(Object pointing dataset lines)
== == ==
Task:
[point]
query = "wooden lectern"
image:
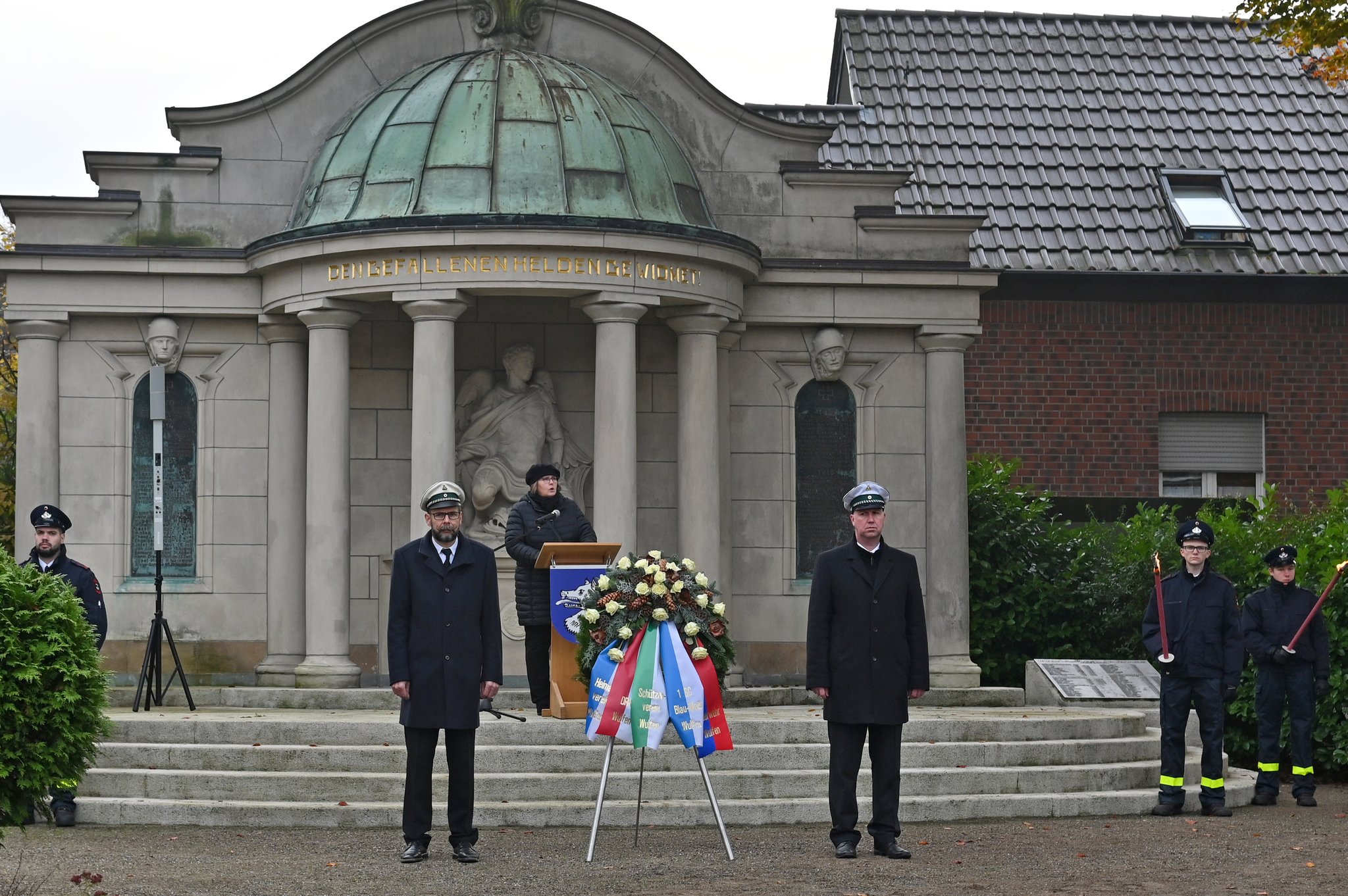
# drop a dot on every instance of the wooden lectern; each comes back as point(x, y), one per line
point(571, 697)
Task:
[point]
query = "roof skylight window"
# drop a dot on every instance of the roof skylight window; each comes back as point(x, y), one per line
point(1203, 207)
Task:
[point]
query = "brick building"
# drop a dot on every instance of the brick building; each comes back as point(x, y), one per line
point(1166, 211)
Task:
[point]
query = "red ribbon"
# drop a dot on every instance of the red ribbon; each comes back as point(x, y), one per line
point(618, 695)
point(717, 724)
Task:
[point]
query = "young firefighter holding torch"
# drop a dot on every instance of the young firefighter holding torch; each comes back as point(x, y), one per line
point(1292, 673)
point(1195, 635)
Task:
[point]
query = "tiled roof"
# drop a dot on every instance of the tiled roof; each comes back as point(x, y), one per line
point(1056, 127)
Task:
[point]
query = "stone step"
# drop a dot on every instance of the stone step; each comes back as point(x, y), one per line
point(515, 698)
point(775, 725)
point(506, 787)
point(590, 758)
point(694, 810)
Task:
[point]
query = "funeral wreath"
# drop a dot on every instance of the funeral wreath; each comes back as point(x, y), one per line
point(639, 591)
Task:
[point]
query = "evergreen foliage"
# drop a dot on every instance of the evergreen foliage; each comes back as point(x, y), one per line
point(1041, 586)
point(51, 687)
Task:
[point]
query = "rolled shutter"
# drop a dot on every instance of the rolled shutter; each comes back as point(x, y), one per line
point(1212, 442)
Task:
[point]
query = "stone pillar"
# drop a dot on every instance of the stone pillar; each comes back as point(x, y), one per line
point(727, 340)
point(286, 457)
point(38, 424)
point(328, 501)
point(433, 316)
point(698, 446)
point(615, 418)
point(946, 512)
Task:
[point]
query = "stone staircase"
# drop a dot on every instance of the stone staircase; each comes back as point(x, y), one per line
point(266, 758)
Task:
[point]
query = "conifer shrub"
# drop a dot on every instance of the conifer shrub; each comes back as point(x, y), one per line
point(51, 687)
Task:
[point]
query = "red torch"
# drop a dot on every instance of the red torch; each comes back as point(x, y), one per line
point(1166, 657)
point(1313, 609)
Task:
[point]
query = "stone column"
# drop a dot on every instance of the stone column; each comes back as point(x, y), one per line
point(433, 313)
point(38, 422)
point(615, 418)
point(698, 446)
point(946, 512)
point(727, 340)
point(286, 457)
point(328, 500)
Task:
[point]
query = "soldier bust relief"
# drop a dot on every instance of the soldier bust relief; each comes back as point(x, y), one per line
point(828, 353)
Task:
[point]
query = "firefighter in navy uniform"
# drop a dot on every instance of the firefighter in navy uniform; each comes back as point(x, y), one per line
point(1203, 628)
point(1285, 678)
point(49, 554)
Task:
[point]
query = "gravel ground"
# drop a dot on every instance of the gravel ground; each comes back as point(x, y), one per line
point(1274, 851)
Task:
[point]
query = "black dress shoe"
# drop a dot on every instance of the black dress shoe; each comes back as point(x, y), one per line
point(891, 849)
point(415, 852)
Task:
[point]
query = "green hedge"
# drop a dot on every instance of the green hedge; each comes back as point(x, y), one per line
point(51, 687)
point(1041, 586)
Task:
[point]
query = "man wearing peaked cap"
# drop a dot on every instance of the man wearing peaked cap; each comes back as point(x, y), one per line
point(444, 655)
point(1203, 670)
point(867, 658)
point(49, 553)
point(1290, 680)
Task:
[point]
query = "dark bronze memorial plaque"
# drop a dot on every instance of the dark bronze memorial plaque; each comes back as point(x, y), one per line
point(825, 469)
point(180, 465)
== == ==
§ EXERCISE DESCRIPTION
Rescale the lines from the start of the records through the line with "point(1195, 635)", and give them all again, requests included. Multiply each point coordinate in the answers by 0.7 and round it to a whole number, with halves rounded up. Leave the pictures out.

§ OUTPUT BELOW
Task:
[point]
query = "wooden lectern"
image:
# drop a dot on every instance of the wooden lectern; each comes back as point(x, y), one per line
point(400, 488)
Task:
[point]
query = "roof skylight window"
# drop a dot on every instance of the roof skylight window; each comes back as point(x, y), one per line
point(842, 145)
Task:
[point]
query = "brick building"
# drop a dot on every instance of the brick building; each comes back as point(x, y), one per line
point(816, 148)
Task:
[point]
query = "red ribbon"
# drop a dot on every instance of the red ribbon; each comes back as point(x, y), one per line
point(433, 487)
point(502, 507)
Task:
[point]
query = "young firefighter holding torch"
# drop a dot on every instance of the young firefighter holding torch; each comes back as point(x, y), one per line
point(904, 471)
point(837, 445)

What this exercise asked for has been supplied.